■ WORK ORDER: From the lab methods text, extract word for word the passage from "Phalloidin and immunofluorescence" up to and including "5: Table S2.".

[[ PROVIDED TEXT, beginning ]]

Tumor cell growth and proliferation
1,000 cells per well were seeded in 12-well plates. At the indicated time points after seeding, cells were trypsinized, stained with trypan blue and total number of living cells was determined with the help of a Neubauer counting chamber. For the BrdU cell proliferation assay, 20,000 cells per well were seeded on glass coverslips in 12-well plates. 48 hours after seeding, cells were treated for 30 minutes with 1 mM BrdU, washed three times with 1xPBS for five minutes, and fixed for seven minutes with cold methanol (-20 °C). After intense washing with 1xPBS, fixed cells were treated for 30 minutes at 37 °C with 2M HCl, followed by incubation in borate buffer for 10 minutes. After intense washing with 1xPBS, samples were incubated for 30 minutes at RT with 10 % goat serum in 0,1 % Triton-X-100 in PBS. Next, samples were incubated overnight and at 4 °C with the Alexa555-conjugated BrdU-antibody (diluted 1:100 in PBS). After intense washing with 1xPBS stained cells were incubated with Hoechst 33342 (Calbiochem Merck, Germany) for five minutes and mounted with Mowiol.
Phalloidin and immunofluorescence staining
20,000 cells per well were seeded on glass coverslips in a 12-well plate. 48 hours after seeding, cells were fixed with 4 % PFA for 15 minutes, treated for 30 minutes with 0.5 % Triton-X100 in PBS, and incubated for 30 minutes with 0.2 % Tween 20/1 % BSA in TBS. Following incubation for 1–2 hours at RT with the first antibody diluted in 0.2 % Tween/1 %BSA in TBS, the secondary antibody diluted in 0.2 % Tween/1 % BSA in TBS was added. After incubation for 30–60 minutes at RT, nuclei were visualized by incubation of cells with Hoechst 33342 (Calbiochem Merck, Germany) and cytoskeleton rearrangement was visualized by incubation with Phalloidin-Alexa Fluor 488 (Invitrogen, Germany) as described previously . Finally coverslips were mounted with Mowiol. Reagents and antibodies used are listed in Additional file 5: Table S2.

[[ PROVIDED TEXT, end ]]
[[ MATERIAL PROVIDED, beginning ]]

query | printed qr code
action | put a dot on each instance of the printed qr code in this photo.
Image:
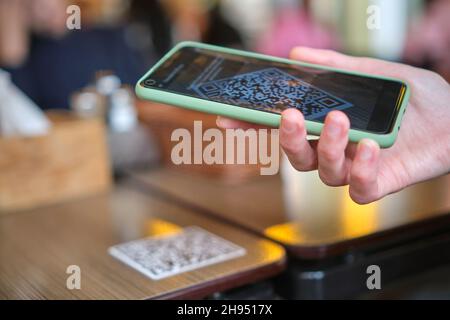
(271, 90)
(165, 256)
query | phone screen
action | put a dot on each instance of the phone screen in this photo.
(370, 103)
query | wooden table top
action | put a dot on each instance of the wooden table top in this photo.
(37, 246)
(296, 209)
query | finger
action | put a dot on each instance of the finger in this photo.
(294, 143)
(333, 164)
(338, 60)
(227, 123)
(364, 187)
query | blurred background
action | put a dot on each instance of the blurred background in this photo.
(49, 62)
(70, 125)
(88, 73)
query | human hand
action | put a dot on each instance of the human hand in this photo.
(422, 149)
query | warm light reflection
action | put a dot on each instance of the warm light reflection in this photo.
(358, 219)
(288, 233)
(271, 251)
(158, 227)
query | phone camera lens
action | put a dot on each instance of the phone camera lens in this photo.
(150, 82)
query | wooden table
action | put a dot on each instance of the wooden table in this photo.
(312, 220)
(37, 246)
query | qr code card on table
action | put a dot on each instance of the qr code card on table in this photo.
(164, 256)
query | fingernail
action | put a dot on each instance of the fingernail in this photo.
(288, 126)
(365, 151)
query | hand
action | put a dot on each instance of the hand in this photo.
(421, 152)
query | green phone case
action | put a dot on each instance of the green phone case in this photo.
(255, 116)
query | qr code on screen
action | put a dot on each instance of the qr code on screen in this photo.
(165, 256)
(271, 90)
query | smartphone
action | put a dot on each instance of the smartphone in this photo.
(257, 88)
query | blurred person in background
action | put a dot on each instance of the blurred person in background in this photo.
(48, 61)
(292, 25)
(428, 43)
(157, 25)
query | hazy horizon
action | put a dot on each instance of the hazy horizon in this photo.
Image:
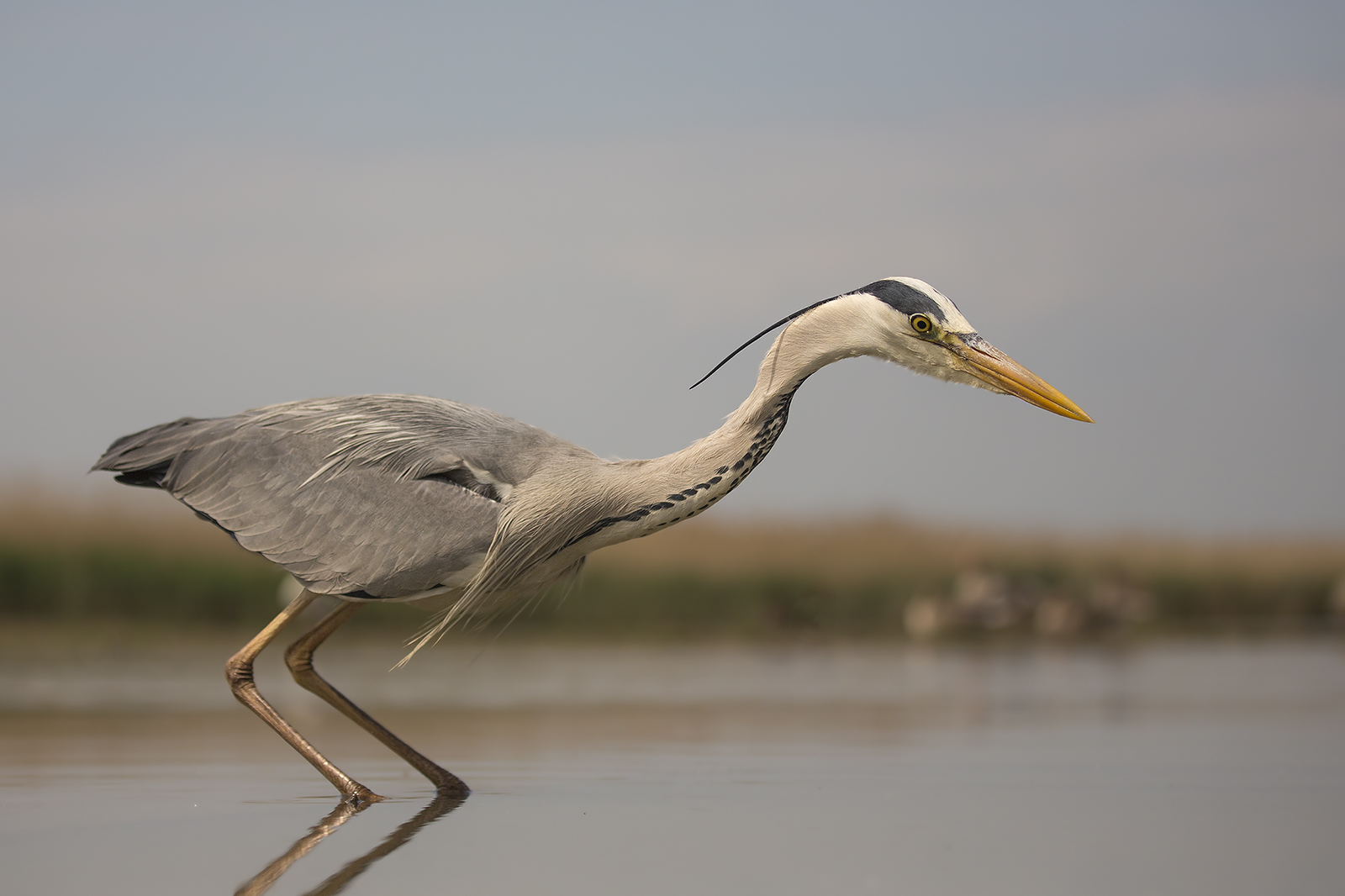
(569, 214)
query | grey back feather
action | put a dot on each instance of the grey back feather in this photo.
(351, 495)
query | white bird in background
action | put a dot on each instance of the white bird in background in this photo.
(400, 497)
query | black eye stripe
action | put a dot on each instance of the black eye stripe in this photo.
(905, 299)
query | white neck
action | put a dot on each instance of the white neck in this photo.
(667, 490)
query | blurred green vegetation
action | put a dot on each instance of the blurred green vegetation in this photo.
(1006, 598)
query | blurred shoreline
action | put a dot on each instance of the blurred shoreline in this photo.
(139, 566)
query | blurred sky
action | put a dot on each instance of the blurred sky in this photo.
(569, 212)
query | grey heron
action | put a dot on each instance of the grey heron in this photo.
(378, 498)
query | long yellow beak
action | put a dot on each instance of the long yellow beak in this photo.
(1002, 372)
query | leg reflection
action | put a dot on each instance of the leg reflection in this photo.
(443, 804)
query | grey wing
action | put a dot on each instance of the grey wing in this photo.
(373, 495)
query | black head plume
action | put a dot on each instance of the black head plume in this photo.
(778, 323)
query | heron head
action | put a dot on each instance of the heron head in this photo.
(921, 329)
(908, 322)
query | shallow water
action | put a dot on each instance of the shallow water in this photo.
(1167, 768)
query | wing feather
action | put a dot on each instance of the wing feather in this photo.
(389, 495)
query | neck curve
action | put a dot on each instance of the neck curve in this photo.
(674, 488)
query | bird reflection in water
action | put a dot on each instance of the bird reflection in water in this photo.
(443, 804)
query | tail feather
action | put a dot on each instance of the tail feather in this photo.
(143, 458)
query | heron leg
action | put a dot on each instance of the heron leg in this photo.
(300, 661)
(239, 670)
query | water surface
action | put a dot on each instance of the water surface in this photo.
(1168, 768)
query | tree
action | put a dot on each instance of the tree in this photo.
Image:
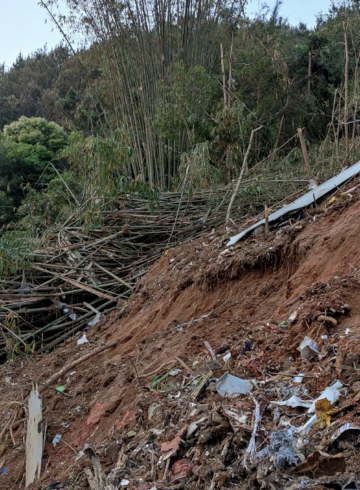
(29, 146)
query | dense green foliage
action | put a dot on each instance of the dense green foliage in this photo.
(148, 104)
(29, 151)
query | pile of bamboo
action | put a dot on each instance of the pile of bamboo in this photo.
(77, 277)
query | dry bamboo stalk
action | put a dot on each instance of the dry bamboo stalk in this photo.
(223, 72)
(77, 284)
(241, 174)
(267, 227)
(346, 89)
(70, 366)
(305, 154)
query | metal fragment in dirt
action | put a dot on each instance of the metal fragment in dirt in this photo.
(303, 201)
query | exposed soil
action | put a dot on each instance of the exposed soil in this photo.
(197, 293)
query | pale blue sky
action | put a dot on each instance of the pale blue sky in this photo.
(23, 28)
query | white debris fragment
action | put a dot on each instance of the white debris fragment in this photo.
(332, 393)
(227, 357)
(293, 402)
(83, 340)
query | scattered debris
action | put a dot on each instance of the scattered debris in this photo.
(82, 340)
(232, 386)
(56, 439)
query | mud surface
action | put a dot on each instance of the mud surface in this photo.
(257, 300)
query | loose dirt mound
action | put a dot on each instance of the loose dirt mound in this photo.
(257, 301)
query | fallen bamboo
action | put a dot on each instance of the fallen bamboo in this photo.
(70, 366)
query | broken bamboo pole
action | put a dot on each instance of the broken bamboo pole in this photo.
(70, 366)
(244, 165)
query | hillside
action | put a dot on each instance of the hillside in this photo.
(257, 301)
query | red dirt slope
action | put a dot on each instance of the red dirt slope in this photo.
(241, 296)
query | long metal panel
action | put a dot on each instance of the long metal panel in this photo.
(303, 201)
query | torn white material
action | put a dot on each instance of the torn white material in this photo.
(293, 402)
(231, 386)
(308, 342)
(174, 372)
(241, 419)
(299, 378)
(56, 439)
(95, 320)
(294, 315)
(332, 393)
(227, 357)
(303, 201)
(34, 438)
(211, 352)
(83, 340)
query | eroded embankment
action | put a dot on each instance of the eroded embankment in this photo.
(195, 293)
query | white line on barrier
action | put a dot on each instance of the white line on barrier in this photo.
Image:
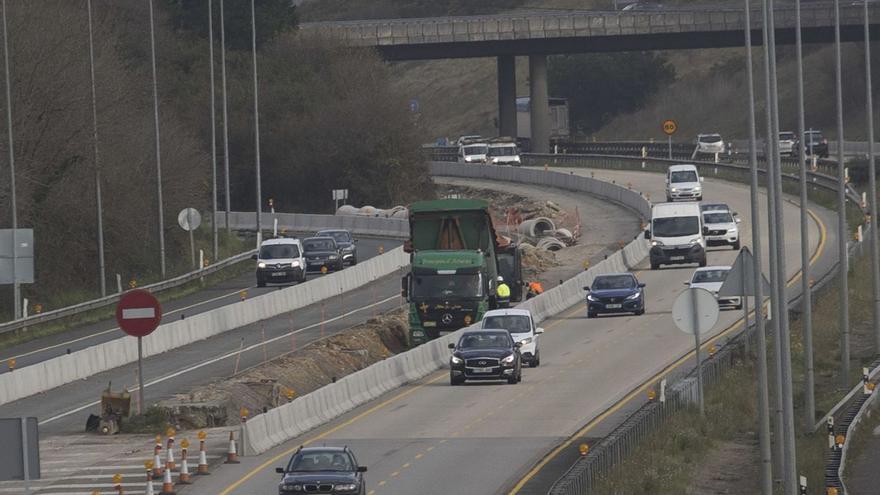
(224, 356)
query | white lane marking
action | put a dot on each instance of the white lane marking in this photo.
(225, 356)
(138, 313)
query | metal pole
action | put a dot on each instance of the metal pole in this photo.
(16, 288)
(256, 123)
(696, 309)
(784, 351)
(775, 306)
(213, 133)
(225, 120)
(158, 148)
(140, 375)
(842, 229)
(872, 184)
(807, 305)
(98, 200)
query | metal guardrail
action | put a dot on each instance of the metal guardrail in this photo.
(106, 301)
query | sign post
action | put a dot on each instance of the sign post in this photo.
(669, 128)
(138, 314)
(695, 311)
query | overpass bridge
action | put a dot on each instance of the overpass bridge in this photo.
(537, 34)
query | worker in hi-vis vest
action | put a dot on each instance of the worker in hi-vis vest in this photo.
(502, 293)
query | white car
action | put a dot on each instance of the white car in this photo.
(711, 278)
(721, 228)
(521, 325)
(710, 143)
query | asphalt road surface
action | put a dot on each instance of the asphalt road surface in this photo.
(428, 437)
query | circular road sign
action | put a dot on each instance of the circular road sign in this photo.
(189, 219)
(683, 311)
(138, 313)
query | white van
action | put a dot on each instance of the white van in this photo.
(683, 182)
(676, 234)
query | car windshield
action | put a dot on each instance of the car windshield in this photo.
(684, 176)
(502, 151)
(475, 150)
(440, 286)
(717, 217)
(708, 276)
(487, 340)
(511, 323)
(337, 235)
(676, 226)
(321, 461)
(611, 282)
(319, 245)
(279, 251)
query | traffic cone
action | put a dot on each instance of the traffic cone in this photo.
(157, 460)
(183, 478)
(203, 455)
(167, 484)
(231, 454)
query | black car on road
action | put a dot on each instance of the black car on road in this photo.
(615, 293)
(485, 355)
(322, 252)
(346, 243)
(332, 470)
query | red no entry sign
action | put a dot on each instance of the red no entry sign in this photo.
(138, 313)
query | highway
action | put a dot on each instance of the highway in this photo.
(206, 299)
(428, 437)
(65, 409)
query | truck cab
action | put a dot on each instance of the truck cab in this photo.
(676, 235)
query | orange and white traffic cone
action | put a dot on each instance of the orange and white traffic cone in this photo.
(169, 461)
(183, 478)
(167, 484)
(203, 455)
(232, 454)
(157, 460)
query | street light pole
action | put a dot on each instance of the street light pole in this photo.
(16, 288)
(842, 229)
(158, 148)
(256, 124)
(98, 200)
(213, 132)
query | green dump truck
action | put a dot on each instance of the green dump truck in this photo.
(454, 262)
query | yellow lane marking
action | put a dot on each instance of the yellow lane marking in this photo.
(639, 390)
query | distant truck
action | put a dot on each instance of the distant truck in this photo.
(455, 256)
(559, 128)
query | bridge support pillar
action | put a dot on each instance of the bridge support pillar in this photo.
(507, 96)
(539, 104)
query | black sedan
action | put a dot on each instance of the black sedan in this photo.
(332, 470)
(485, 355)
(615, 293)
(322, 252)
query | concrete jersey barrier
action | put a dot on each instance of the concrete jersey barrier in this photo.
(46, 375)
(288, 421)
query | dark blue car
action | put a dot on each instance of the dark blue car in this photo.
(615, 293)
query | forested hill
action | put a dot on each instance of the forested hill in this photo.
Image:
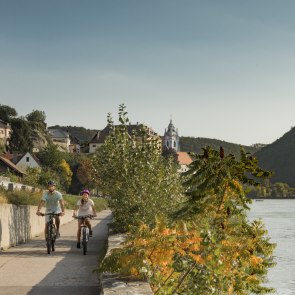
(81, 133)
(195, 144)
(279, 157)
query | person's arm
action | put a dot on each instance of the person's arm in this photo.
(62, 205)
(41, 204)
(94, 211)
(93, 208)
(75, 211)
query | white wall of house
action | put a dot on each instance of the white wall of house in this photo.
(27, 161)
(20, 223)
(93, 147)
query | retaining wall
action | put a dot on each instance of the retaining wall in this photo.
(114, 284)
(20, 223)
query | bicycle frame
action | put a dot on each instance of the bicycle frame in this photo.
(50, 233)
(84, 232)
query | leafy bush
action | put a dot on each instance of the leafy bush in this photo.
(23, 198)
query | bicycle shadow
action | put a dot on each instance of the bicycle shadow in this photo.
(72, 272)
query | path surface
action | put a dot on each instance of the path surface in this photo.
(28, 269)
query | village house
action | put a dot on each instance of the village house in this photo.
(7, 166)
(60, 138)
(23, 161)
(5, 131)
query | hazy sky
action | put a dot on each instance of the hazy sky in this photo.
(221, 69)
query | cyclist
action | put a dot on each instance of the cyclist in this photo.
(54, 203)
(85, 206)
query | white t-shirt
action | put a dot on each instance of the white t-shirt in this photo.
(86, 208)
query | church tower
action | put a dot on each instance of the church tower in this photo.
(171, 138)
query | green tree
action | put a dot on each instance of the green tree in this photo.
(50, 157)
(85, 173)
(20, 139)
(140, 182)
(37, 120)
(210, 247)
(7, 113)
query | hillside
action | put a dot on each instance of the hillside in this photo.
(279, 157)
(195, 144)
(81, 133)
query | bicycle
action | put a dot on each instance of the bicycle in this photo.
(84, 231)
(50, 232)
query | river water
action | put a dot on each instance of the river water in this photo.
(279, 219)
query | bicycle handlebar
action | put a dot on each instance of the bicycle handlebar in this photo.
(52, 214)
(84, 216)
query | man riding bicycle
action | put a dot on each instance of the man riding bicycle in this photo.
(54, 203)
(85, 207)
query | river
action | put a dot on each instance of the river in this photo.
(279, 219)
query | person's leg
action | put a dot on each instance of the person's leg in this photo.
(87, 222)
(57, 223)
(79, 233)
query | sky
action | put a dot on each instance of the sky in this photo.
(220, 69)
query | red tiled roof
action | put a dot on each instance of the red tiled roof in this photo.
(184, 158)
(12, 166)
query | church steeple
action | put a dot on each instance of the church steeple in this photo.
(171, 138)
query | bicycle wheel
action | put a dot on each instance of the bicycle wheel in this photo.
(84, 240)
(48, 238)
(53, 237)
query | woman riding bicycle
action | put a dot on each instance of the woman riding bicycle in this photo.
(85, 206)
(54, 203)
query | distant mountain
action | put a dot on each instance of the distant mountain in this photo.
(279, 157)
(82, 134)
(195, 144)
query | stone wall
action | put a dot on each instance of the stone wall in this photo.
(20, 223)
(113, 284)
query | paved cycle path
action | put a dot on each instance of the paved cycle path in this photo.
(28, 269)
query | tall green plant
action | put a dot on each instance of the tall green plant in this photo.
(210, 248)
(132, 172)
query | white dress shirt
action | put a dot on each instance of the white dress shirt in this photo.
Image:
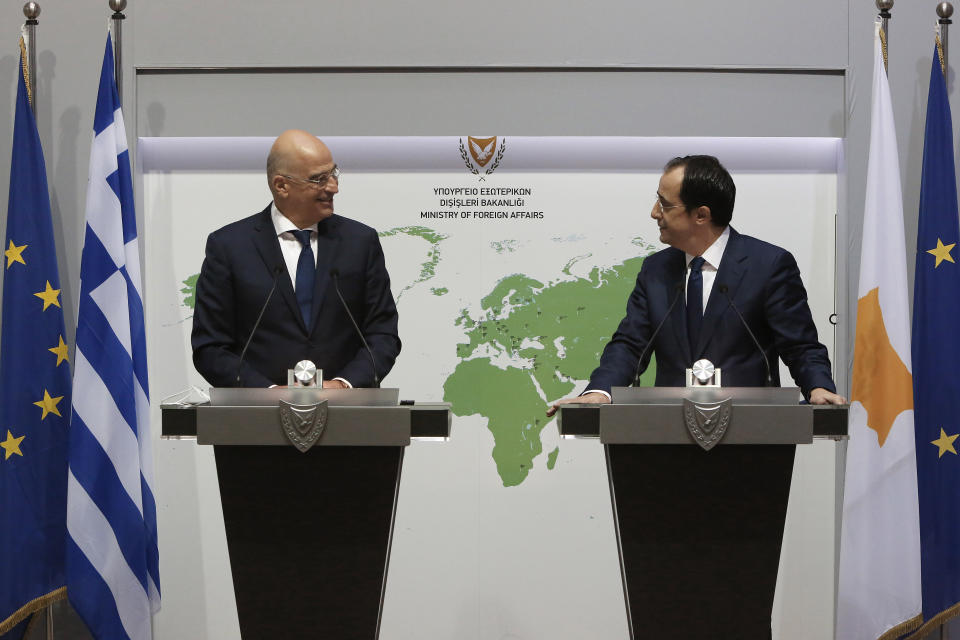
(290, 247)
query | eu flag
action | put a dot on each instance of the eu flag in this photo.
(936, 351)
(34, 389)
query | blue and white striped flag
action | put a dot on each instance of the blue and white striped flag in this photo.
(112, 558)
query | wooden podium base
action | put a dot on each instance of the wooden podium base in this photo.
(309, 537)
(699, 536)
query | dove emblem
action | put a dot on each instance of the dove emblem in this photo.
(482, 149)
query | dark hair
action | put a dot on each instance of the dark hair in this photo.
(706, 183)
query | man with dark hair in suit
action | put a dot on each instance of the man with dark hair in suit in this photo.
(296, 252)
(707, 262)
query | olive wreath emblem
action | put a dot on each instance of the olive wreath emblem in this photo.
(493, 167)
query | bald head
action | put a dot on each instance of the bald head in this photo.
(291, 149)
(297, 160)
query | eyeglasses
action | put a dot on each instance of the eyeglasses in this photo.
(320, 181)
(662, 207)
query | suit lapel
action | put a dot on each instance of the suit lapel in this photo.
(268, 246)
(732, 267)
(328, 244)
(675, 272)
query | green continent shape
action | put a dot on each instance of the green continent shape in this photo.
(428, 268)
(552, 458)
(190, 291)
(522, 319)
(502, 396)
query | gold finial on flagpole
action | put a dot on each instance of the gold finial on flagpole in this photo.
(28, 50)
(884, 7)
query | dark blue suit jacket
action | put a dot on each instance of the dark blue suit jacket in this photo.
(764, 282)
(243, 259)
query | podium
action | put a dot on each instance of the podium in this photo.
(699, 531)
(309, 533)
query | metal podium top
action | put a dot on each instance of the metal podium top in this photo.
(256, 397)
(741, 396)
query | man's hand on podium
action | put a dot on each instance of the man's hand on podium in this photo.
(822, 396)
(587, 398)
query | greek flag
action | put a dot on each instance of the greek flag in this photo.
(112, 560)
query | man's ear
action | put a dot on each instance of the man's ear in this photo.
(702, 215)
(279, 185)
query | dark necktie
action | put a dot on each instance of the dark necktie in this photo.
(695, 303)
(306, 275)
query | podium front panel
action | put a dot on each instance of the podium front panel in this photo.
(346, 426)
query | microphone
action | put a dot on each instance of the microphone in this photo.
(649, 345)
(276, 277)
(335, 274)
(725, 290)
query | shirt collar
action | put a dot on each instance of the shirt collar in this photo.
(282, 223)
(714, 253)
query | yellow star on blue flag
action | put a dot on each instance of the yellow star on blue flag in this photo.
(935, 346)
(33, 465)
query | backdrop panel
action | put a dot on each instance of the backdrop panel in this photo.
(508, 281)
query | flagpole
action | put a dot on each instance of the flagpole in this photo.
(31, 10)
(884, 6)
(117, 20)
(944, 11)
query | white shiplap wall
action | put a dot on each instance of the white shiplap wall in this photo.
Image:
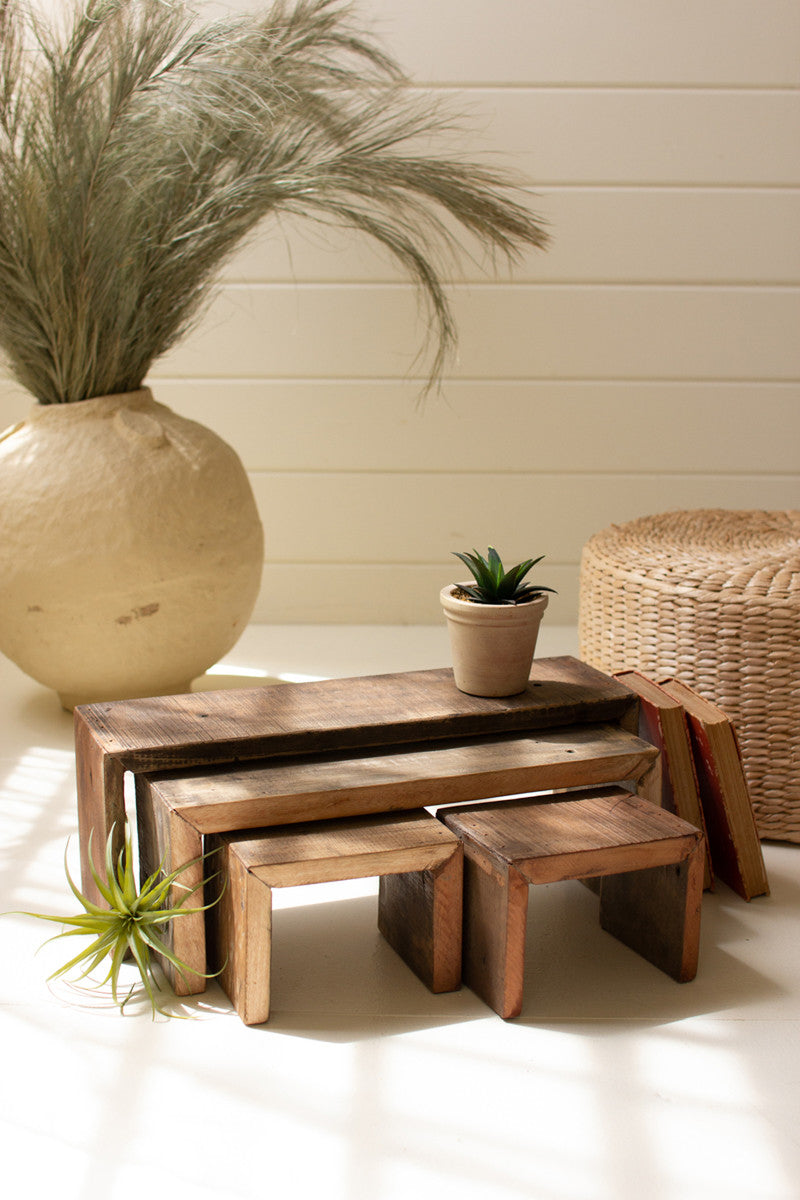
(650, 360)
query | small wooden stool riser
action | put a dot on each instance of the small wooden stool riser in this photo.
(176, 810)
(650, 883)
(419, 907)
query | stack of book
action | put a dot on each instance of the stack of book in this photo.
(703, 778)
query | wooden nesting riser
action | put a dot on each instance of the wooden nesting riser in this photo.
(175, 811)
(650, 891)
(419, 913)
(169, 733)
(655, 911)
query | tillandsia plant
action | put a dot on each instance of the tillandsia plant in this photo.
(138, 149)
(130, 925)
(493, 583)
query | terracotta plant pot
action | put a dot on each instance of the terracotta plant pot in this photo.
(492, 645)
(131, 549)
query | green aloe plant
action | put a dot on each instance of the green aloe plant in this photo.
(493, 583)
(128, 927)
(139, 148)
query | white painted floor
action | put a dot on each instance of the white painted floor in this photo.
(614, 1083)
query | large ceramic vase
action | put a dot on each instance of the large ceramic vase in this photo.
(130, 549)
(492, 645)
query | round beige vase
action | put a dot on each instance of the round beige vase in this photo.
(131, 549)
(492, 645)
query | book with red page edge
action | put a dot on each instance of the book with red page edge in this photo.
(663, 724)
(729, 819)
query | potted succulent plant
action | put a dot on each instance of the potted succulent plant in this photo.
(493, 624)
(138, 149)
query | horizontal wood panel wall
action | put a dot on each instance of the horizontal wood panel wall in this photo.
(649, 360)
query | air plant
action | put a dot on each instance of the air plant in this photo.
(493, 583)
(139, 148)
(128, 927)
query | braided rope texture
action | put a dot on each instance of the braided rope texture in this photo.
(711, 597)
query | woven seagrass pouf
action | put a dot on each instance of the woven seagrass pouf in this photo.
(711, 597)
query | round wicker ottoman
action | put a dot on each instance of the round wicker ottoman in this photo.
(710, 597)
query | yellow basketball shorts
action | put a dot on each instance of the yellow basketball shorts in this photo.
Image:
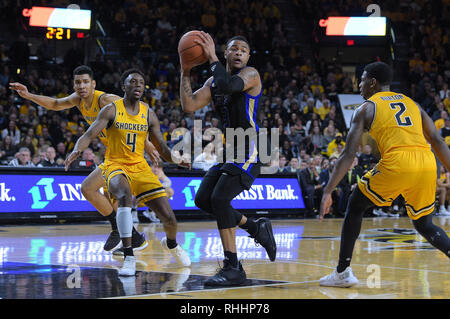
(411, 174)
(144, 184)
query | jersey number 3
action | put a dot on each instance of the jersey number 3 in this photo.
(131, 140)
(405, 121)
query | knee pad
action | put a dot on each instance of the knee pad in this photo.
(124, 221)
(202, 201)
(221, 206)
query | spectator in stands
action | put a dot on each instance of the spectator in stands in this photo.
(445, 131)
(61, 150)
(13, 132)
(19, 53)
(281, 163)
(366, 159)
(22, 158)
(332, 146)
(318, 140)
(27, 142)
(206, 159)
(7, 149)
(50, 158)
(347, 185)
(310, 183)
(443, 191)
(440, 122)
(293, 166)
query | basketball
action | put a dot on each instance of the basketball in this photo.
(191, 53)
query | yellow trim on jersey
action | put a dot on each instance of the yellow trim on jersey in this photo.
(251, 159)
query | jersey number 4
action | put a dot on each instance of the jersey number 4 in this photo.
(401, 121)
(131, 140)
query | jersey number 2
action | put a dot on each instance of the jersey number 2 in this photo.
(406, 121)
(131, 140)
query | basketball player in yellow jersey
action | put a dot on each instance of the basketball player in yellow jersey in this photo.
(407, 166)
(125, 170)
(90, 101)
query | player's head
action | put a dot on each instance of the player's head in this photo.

[[ MATERIAL PROVIDED, end ]]

■ SOLUTION:
Phalloidin and immunofluorescence staining
20,000 cells per well were seeded on glass coverslips in a 12-well plate. 48 hours after seeding, cells were fixed with 4 % PFA for 15 minutes, treated for 30 minutes with 0.5 % Triton-X100 in PBS, and incubated for 30 minutes with 0.2 % Tween 20/1 % BSA in TBS. Following incubation for 1–2 hours at RT with the first antibody diluted in 0.2 % Tween/1 %BSA in TBS, the secondary antibody diluted in 0.2 % Tween/1 % BSA in TBS was added. After incubation for 30–60 minutes at RT, nuclei were visualized by incubation of cells with Hoechst 33342 (Calbiochem Merck, Germany) and cytoskeleton rearrangement was visualized by incubation with Phalloidin-Alexa Fluor 488 (Invitrogen, Germany) as described previously . Finally coverslips were mounted with Mowiol. Reagents and antibodies used are listed in Additional file 5: Table S2.